ENTRIES SUPPLIED:
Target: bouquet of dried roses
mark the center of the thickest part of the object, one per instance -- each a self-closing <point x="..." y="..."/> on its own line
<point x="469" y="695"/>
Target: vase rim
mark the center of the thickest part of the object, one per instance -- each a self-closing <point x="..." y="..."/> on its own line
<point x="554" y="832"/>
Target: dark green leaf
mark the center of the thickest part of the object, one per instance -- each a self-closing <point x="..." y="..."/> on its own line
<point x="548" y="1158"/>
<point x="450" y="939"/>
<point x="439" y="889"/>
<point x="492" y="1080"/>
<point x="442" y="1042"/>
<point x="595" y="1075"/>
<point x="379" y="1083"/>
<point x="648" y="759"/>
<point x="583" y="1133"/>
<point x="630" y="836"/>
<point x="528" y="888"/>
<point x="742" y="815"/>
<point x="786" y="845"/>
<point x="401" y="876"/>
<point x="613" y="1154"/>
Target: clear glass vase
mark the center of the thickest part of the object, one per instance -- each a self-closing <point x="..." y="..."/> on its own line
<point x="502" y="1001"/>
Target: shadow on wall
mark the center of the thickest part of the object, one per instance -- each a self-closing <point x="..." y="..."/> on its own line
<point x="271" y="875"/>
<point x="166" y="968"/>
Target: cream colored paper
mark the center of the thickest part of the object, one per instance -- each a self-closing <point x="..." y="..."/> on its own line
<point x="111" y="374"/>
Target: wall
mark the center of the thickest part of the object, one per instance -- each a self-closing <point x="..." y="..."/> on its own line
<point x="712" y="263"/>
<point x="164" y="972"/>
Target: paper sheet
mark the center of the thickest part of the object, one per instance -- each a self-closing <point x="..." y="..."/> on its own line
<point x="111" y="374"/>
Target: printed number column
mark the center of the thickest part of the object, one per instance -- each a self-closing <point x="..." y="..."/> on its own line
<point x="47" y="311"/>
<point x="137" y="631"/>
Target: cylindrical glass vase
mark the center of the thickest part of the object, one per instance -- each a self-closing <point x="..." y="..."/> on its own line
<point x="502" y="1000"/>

EXERCISE DIRECTIONS: Convert the records above, line by line, into a single numbered list, omitting any blank lines.

CORRECT OUTPUT:
1. Target: bouquet of dried roses
2. mark the center of the thickest part of the object, one per instance -- each a self-closing <point x="..." y="..."/> on its own line
3. <point x="469" y="695"/>
4. Target: vase rim
5. mark the center of the thickest part of the object, one per instance -- each a self-closing <point x="..." y="..."/> on its own line
6. <point x="554" y="832"/>
7. Target: dark green leaf
8. mark the center of the thickest part of the object, one per instance -- each a self-closing <point x="..." y="..."/> on its own line
9. <point x="548" y="1158"/>
10. <point x="450" y="939"/>
11. <point x="439" y="889"/>
12. <point x="492" y="1080"/>
13. <point x="442" y="1042"/>
14. <point x="595" y="1075"/>
15. <point x="379" y="1083"/>
16. <point x="648" y="759"/>
17. <point x="583" y="1133"/>
18. <point x="630" y="836"/>
19. <point x="528" y="888"/>
20. <point x="742" y="815"/>
21. <point x="786" y="845"/>
22. <point x="401" y="876"/>
23. <point x="613" y="1154"/>
24. Target: clear glass vase
25. mark the center of the thickest part of the object, one per instance -- each a self-closing <point x="..." y="..."/> on its own line
26. <point x="502" y="1001"/>
27. Target: shadow on wall
28. mark the center of the thickest part of the object, one per instance -- each a self-closing <point x="..." y="..."/> on its own line
29. <point x="271" y="875"/>
30. <point x="166" y="968"/>
31. Target: cream colored paper
32. mark the center of the thickest part of the object, one per instance -- each a self-closing <point x="..." y="..."/> on its own line
33. <point x="111" y="374"/>
34. Target: wall
35. mark the center of the thickest part of the object, one per instance -- each a self-closing <point x="..." y="..."/> on its own line
36. <point x="712" y="263"/>
37. <point x="164" y="972"/>
38. Target: paper sheet
39. mark the center of the thickest part of the object, one per instance -- each a self-closing <point x="..." y="..."/> on its own line
40. <point x="111" y="374"/>
41. Target: printed number column
42. mark the center of the thickest part of the object, one per instance -- each a self-closing <point x="..." y="..."/> on its own line
43. <point x="47" y="311"/>
44. <point x="137" y="631"/>
45. Target: cylindrical glass vase
46. mark the center of the thickest part of the object, one per instance -- each a self-closing <point x="..." y="..."/> on its own line
47. <point x="502" y="1000"/>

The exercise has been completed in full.